● WHAT NEEDS TO BE DONE
Copy out the part of the rows that opens with the line containing "If you could place a marker on the shirt" and closes with the line containing "point(305, 239)", replacing "upper lip" with "top lip" and leaving everything else unchanged.
# Start of ITEMS
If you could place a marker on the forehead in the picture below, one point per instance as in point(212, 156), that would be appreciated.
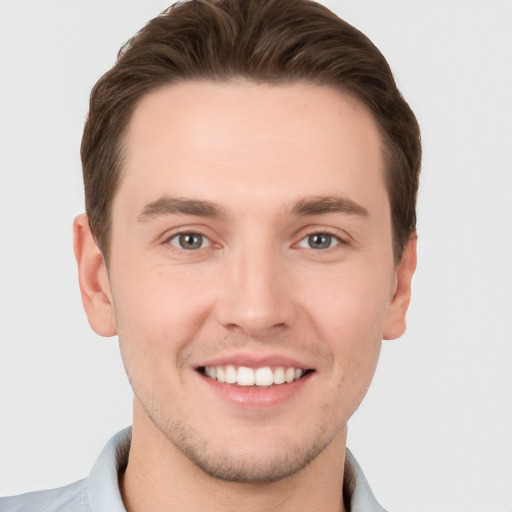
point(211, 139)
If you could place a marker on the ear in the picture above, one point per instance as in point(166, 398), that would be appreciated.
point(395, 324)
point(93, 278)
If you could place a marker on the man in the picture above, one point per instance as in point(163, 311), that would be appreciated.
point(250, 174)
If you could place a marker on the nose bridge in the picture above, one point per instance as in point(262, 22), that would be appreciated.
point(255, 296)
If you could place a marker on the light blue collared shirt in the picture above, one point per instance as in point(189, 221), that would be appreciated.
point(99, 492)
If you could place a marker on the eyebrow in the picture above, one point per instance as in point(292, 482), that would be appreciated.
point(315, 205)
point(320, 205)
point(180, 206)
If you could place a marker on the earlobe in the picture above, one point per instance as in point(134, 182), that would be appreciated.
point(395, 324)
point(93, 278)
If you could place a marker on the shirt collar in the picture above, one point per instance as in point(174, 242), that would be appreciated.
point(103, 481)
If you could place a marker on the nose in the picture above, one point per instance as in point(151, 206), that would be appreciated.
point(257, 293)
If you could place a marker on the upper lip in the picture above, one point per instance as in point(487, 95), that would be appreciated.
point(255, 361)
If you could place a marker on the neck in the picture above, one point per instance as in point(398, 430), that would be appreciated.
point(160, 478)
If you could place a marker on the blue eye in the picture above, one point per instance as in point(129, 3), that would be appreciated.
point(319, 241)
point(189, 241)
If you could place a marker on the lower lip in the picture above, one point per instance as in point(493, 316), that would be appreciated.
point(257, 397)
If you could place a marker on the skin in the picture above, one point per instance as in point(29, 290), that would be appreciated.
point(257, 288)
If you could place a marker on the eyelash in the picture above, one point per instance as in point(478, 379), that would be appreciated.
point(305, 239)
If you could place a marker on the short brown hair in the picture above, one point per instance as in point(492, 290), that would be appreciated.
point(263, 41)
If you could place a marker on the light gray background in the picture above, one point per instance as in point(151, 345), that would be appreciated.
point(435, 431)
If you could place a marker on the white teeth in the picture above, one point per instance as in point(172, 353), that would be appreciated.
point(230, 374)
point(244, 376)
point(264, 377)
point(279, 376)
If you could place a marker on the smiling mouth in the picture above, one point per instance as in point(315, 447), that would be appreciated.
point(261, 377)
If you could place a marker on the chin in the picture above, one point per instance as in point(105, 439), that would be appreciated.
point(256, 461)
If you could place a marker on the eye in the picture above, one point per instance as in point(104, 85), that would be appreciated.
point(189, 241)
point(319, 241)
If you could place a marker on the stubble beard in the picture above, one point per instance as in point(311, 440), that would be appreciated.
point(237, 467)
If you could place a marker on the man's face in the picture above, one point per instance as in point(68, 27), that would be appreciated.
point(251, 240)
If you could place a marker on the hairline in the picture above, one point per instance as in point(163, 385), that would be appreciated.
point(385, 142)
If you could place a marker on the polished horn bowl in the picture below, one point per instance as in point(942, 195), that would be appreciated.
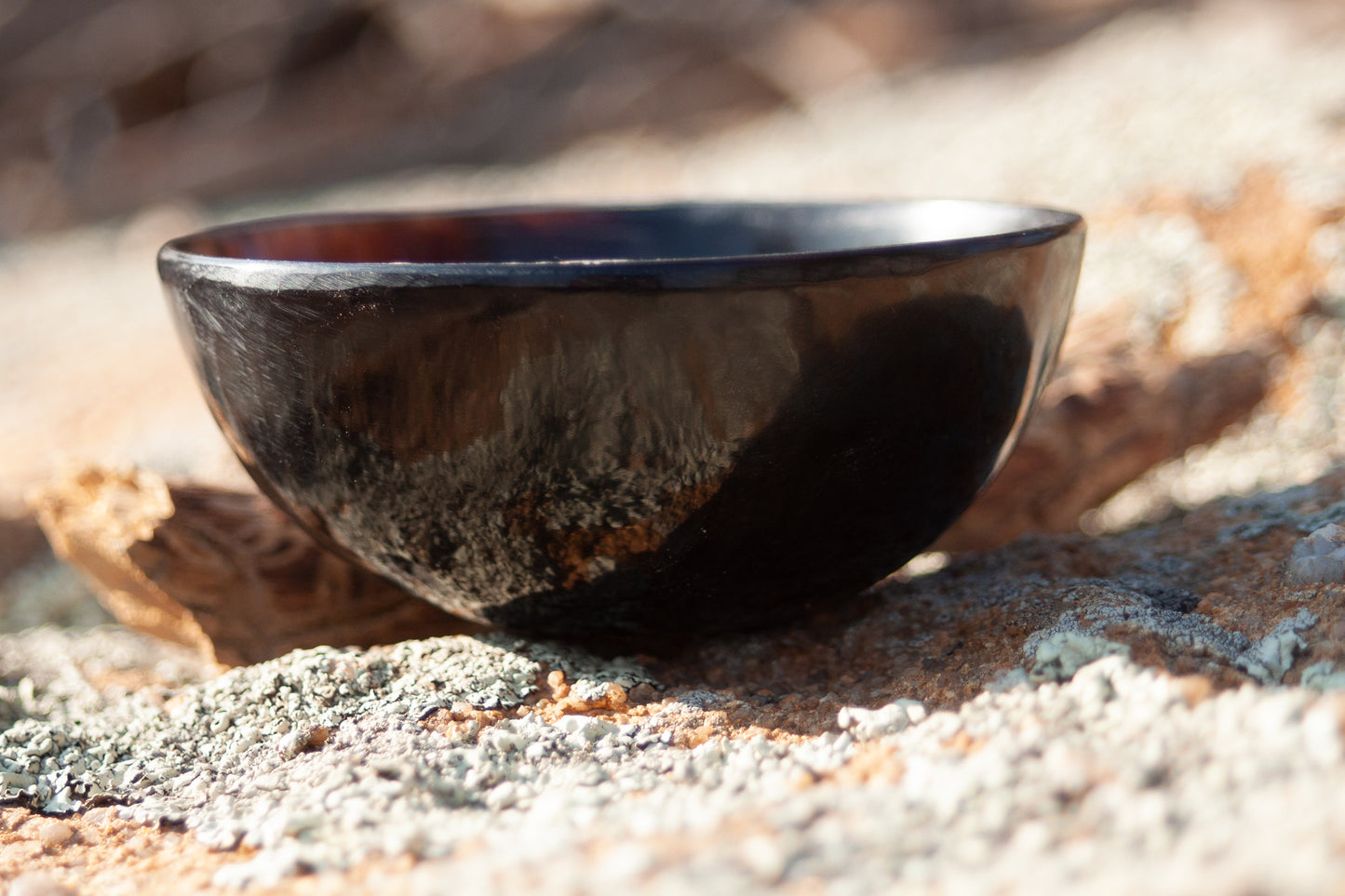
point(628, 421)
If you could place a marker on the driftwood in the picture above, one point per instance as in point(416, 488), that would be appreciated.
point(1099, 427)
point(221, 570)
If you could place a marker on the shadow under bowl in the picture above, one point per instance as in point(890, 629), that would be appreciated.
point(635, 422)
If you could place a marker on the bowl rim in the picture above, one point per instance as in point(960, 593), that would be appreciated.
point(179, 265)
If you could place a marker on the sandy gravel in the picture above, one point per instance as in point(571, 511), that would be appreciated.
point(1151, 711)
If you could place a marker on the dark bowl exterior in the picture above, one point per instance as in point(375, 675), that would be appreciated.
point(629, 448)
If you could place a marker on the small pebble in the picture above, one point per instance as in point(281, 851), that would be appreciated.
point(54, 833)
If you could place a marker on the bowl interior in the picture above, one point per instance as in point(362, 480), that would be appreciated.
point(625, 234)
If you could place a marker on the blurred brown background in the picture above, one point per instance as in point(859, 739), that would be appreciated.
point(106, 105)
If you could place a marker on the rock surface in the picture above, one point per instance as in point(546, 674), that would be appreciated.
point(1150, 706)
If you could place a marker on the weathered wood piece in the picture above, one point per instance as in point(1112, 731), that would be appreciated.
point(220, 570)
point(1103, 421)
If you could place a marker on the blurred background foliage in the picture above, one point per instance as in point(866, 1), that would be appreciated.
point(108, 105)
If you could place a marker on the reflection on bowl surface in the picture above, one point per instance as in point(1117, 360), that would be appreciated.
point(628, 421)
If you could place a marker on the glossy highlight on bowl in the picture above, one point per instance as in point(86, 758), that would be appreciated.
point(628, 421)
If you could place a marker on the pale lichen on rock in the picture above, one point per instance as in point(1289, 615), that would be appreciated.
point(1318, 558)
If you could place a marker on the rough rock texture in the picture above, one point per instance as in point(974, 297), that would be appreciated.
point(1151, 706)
# End of ITEMS
# Start of ITEMS
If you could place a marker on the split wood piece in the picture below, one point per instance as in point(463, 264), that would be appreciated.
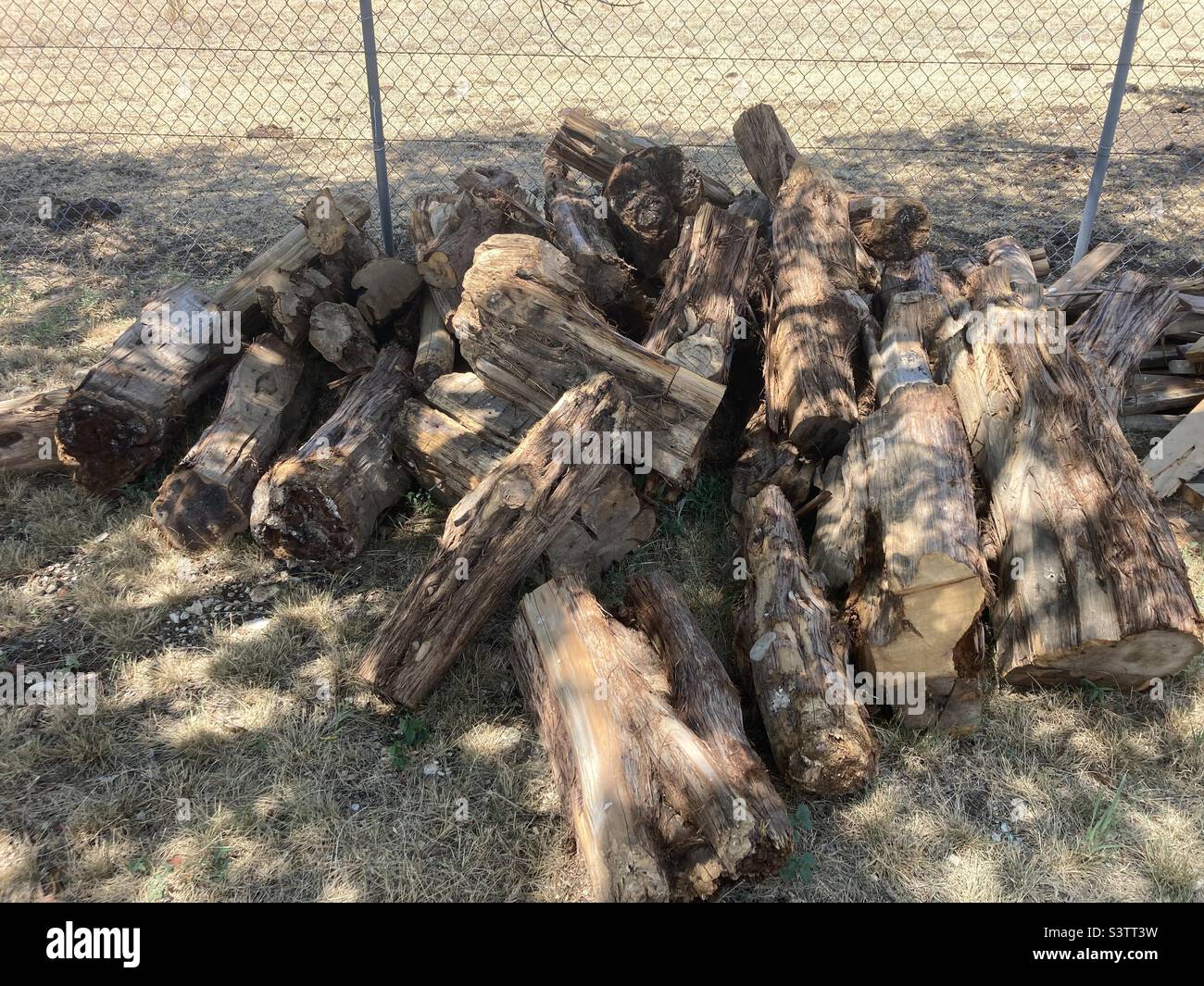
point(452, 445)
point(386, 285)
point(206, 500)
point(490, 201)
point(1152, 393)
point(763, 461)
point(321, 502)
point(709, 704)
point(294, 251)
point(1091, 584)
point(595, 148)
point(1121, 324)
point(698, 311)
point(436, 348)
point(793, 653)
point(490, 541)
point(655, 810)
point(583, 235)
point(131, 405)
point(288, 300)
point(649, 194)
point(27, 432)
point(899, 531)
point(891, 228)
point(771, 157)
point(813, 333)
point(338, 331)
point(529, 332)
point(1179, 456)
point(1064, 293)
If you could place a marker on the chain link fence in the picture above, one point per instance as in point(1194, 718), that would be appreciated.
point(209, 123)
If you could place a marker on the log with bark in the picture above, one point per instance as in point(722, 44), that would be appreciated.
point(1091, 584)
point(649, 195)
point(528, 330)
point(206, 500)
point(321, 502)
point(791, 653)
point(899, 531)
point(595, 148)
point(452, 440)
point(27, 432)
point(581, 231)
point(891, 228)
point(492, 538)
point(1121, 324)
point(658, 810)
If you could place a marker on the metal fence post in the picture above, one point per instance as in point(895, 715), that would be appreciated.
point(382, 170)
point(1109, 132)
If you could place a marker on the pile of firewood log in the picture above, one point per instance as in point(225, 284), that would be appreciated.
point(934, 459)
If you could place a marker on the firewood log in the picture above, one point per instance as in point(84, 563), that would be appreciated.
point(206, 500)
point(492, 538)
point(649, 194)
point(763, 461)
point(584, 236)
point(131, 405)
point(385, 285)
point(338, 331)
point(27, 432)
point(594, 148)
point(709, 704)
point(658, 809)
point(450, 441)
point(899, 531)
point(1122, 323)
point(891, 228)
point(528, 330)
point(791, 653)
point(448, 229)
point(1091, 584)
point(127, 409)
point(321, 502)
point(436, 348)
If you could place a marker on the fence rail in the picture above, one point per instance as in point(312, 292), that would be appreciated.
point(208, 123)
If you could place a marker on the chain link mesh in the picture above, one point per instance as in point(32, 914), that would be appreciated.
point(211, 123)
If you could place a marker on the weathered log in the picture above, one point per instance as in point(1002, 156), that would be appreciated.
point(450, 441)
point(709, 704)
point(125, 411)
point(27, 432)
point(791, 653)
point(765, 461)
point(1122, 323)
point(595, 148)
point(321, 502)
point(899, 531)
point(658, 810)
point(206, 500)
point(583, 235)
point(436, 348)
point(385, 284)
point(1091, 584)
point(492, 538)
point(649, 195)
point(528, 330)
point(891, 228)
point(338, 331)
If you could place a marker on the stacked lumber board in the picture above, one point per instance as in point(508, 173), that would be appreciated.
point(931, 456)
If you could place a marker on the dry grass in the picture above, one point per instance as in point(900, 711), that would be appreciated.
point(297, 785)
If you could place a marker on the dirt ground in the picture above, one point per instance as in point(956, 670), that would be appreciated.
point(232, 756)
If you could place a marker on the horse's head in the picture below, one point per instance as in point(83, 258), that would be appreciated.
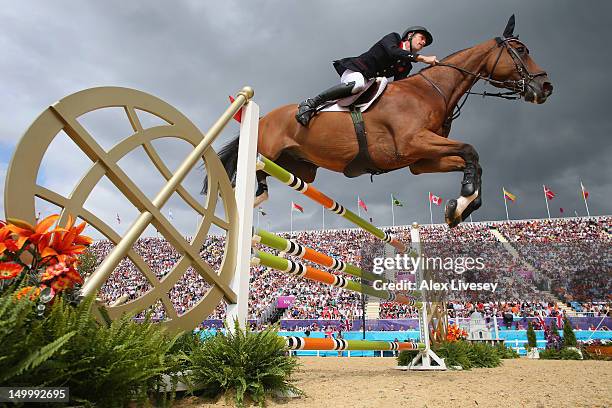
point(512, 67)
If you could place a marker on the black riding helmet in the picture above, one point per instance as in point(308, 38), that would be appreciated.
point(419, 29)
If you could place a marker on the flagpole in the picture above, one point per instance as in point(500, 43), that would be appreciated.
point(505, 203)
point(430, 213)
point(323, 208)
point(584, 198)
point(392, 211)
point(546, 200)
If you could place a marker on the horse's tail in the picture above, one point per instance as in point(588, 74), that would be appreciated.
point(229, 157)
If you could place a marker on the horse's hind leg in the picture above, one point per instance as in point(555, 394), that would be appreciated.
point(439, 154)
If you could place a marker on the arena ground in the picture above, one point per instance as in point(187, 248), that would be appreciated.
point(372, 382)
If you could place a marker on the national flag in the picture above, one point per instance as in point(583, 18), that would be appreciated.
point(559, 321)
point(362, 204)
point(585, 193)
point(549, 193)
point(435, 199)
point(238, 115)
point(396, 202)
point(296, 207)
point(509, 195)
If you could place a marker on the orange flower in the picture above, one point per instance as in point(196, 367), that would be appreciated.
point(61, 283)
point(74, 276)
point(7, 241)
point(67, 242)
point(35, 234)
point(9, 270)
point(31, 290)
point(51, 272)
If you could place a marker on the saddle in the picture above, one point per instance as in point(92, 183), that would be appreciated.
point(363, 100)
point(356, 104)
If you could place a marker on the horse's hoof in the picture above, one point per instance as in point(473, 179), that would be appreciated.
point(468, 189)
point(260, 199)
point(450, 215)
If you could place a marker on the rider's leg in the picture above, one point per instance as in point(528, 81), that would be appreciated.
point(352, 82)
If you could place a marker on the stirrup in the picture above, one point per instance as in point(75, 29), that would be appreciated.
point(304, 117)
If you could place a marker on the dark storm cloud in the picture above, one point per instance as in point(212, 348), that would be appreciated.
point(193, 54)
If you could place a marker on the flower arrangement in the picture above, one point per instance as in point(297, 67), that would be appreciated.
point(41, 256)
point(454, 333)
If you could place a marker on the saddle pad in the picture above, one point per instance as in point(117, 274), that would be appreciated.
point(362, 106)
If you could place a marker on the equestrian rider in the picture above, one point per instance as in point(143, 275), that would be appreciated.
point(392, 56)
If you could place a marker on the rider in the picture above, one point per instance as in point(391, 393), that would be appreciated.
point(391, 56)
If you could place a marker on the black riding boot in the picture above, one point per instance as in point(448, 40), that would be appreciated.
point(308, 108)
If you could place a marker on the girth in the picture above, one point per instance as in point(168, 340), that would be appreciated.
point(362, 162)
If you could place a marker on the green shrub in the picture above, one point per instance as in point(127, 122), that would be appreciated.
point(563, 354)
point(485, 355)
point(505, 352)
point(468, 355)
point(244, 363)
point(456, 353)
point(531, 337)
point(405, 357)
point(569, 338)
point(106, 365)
# End of ITEMS
# Start of ITEMS
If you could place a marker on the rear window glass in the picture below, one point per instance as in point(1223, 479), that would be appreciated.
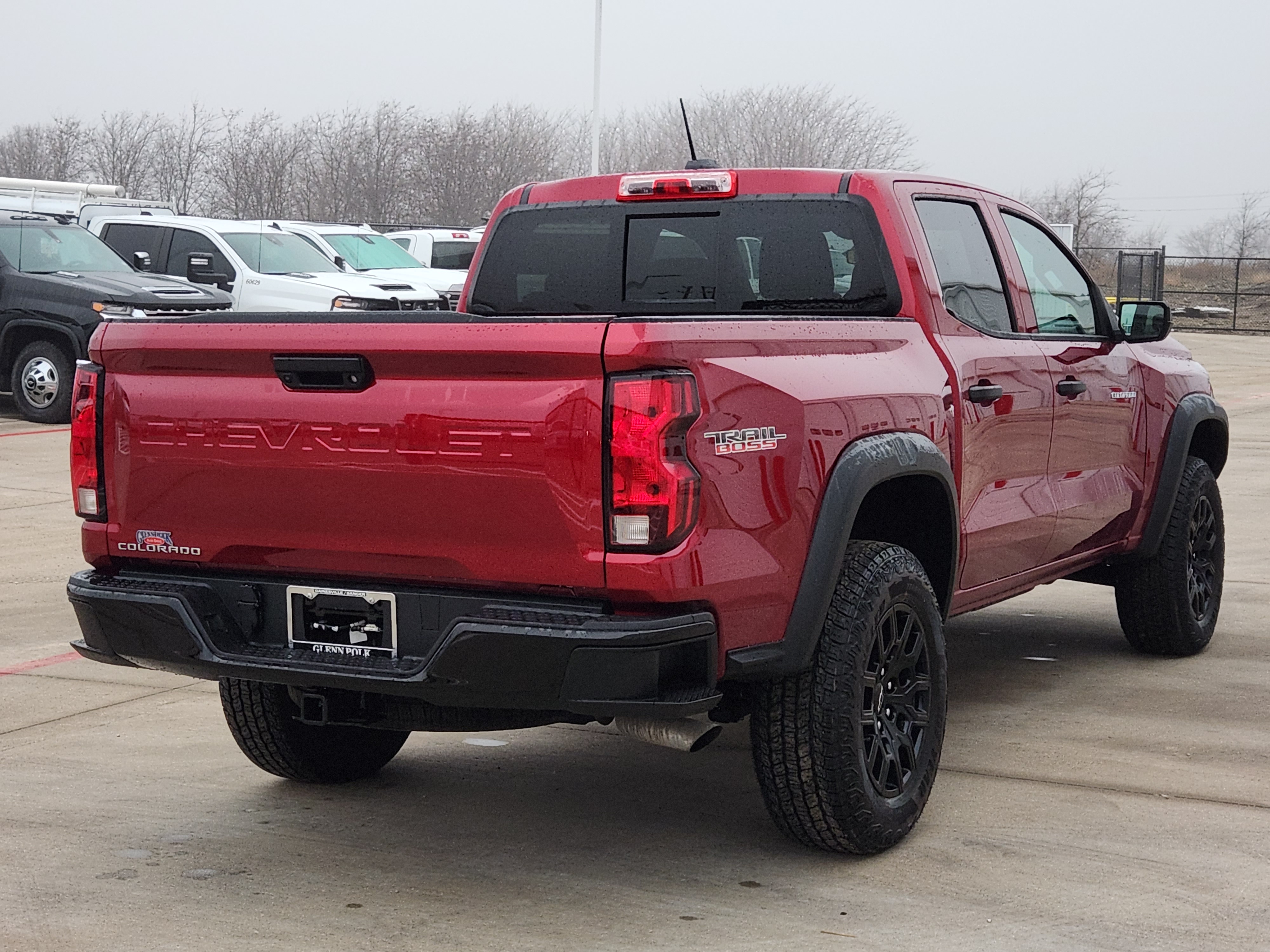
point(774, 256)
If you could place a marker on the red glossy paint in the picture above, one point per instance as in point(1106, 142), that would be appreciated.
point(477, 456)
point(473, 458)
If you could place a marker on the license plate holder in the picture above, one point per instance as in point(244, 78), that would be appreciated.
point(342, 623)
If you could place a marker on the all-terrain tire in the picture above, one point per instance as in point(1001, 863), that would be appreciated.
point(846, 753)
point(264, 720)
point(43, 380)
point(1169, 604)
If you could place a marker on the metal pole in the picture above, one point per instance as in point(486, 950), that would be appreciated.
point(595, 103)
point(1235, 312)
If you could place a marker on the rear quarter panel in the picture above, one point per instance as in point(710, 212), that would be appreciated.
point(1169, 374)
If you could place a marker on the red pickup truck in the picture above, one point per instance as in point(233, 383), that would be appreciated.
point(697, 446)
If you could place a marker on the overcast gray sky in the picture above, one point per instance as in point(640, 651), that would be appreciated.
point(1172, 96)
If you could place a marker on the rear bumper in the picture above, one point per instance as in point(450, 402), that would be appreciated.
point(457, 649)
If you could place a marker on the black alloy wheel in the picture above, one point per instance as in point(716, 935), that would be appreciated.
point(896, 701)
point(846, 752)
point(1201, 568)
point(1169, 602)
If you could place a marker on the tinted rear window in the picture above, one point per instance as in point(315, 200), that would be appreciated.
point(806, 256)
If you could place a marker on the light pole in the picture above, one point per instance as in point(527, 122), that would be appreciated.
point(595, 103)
# End of ITEMS
● SOLUTION FOR THIS TASK
If you could place a marker on the shirt collar in the picture above, one point per instance as in point(174, 242), that would be appreciated.
point(103, 481)
If you could place a marker on the nose in the picture above, one point per instance as in point(151, 206), that would be appreciated.
point(257, 293)
If you could place a marker on the top lip in the picture above, one point per instance as in point(487, 95), that would be appreciated.
point(255, 361)
If you could place a marker on the neck in the picture above, one point per instance as in point(398, 430), that would be appreciated.
point(160, 478)
If you could place a marker on the blue eye in the picture above, one point per instance as in point(129, 3), that would be appreciated.
point(319, 241)
point(189, 241)
If you could place a marker on the lower lip in the picture above, one point per instance as in point(493, 316), that would be appreciated.
point(257, 397)
If you could place a marker on the skin in the picture above, one point per instance as in point(29, 290), that would be appreciated.
point(257, 288)
If you could place a marker on the eyelash in the picture above, one point per instance as in point(478, 379), that would be appreciated.
point(305, 239)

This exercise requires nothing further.